**GOAL:**
Reproduce the passage of the forum thread about integer solutions, starting with "For both the" and going on through "means: 1 or more)", substituting "quantity b^2-4ac" for each occurrence of "discriminant".

**PROVIDED TEXT:**
Find all \(a\in\mathbb{R}\) such that \((a+2)x^2-(a+1)x+a=0\) has at least one integer solution
@oldrin.bataku
would this pertain to the discriminant of the quadratic equation? \[b^2-4ac\ge0\]???
For both the roots to be integer in above equation (a+2) has to be 1 which can be obtained by diving both sides by (a+2) and then the discriminant has to be perfect square.. But i don't know what am i supposed to do when at least one root has to be an integer..
if at least 1 root is an integer would require that there is a non-imaginary root to begin with ... so the discriminant greater or equal to 0 allows us to define it better; so \[(a+1)^2-4(a+2)(a)\ge0\] \[a^2+2a+1-4a^2+8a\ge0\] \[-3a^2+10a+1\ge0\] we know have another quadratic in "a" to determine ...
since the first term is negative, this will most likely be a domain between the zeros
using the quadratic formula for "a"; this is equal to zero when\[a=\frac{-10\pm\sqrt{10^2-4(-3)(1)}}{2(-3)}\]
notice that we do not need both roots to be an integer; only one of them would have to be an integer (at least one means: 1 or more)

**INFORMATION SUPPLIED:**
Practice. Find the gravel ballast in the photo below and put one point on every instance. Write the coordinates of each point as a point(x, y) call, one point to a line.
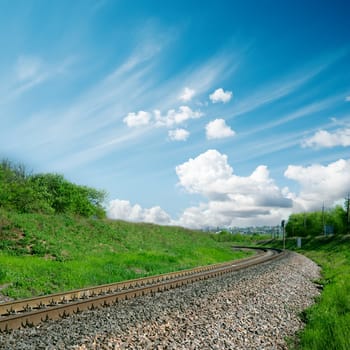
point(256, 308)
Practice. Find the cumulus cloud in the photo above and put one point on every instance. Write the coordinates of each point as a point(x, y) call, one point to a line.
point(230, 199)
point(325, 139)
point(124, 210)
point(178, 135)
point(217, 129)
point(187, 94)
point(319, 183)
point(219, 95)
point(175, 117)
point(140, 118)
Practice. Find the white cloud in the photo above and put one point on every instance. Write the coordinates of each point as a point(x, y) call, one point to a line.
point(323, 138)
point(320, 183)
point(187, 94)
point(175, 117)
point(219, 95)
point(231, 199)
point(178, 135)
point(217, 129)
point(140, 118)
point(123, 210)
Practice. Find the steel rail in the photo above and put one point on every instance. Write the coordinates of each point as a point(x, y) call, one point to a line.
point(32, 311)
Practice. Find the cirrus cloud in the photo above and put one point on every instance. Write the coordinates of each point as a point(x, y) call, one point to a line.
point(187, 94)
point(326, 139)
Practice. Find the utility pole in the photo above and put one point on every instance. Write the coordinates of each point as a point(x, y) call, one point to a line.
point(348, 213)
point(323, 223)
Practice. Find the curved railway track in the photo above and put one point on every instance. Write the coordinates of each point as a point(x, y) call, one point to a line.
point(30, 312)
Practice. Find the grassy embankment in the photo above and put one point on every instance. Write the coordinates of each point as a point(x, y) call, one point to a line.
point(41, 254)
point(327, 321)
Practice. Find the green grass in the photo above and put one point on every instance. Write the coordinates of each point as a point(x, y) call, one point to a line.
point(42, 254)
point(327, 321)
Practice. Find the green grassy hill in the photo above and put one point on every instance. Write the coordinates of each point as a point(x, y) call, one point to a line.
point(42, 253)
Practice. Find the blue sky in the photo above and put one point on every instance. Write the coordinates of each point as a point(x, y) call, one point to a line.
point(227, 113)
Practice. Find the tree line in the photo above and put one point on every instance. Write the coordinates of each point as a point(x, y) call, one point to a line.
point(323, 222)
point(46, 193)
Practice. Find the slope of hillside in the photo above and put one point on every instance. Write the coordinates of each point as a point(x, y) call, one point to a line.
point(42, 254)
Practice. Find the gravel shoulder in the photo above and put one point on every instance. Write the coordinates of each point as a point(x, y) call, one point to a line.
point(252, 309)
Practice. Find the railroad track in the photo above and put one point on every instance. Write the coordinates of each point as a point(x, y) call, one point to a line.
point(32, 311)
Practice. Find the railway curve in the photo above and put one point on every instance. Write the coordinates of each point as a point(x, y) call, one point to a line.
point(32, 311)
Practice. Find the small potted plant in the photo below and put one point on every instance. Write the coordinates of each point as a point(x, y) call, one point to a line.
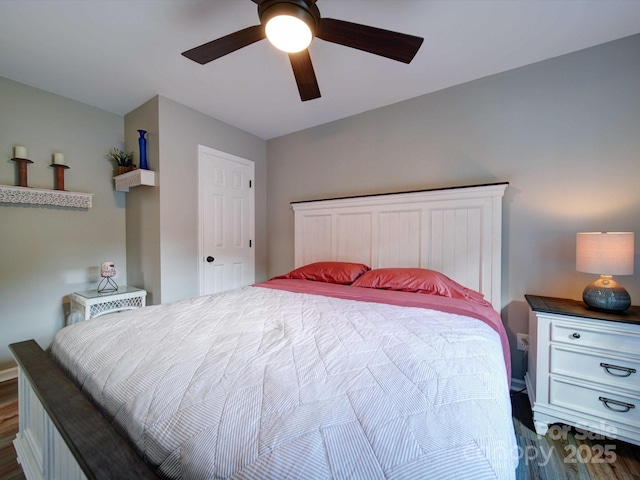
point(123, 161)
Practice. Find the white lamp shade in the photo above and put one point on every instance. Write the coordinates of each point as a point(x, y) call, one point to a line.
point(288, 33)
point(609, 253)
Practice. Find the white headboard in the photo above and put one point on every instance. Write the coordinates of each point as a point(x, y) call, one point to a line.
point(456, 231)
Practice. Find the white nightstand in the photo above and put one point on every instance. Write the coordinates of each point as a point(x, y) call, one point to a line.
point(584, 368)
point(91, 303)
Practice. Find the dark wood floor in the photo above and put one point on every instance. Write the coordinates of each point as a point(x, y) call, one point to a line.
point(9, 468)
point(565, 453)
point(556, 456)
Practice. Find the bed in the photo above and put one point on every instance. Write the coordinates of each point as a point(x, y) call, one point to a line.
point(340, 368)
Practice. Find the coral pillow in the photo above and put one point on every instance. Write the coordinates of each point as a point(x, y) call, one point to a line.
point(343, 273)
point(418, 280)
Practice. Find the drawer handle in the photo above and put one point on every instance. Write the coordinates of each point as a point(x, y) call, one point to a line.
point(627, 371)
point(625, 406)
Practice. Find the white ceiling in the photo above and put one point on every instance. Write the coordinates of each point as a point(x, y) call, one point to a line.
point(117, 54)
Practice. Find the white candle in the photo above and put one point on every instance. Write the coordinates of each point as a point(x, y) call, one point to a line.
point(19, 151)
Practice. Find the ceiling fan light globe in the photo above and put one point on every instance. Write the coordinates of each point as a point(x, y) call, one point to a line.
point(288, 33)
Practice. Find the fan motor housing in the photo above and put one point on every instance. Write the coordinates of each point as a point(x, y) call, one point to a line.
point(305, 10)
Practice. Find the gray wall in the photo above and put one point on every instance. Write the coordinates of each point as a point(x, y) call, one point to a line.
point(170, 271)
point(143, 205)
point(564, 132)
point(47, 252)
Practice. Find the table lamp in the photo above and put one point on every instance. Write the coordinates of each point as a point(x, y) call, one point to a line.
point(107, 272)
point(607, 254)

---

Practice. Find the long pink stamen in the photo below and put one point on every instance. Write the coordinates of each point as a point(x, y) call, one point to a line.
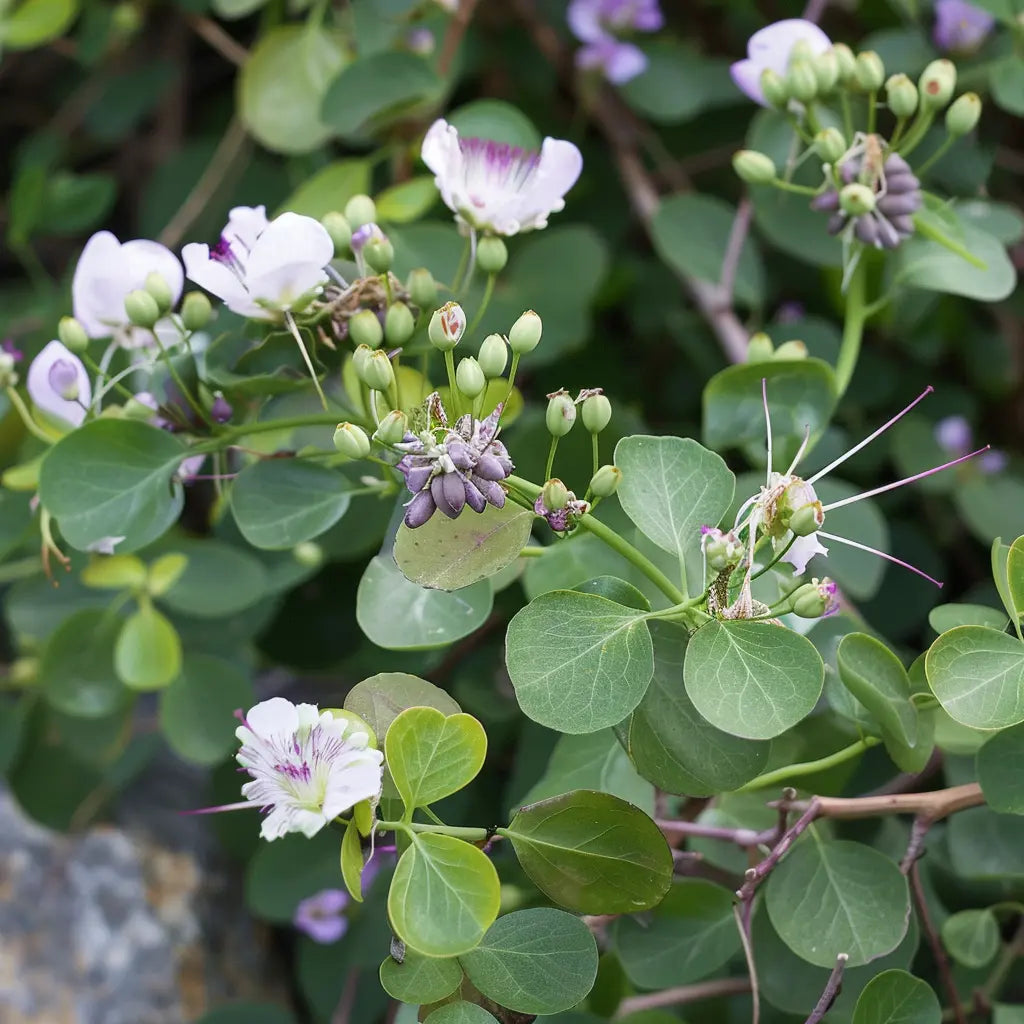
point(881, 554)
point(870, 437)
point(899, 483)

**RIGHT ANSWER:**
For both the roots to be integer in above equation (a+2) has to be 1 which can be obtained by diving both sides by (a+2) and then the quantity b^2-4ac has to be perfect square.. But i don't know what am i supposed to do when at least one root has to be an integer..
if at least 1 root is an integer would require that there is a non-imaginary root to begin with ... so the quantity b^2-4ac greater or equal to 0 allows us to define it better; so \[(a+1)^2-4(a+2)(a)\ge0\] \[a^2+2a+1-4a^2+8a\ge0\] \[-3a^2+10a+1\ge0\] we know have another quadratic in "a" to determine ...
since the first term is negative, this will most likely be a domain between the zeros
using the quadratic formula for "a"; this is equal to zero when\[a=\frac{-10\pm\sqrt{10^2-4(-3)(1)}}{2(-3)}\]
notice that we do not need both roots to be an integer; only one of them would have to be an integer (at least one means: 1 or more)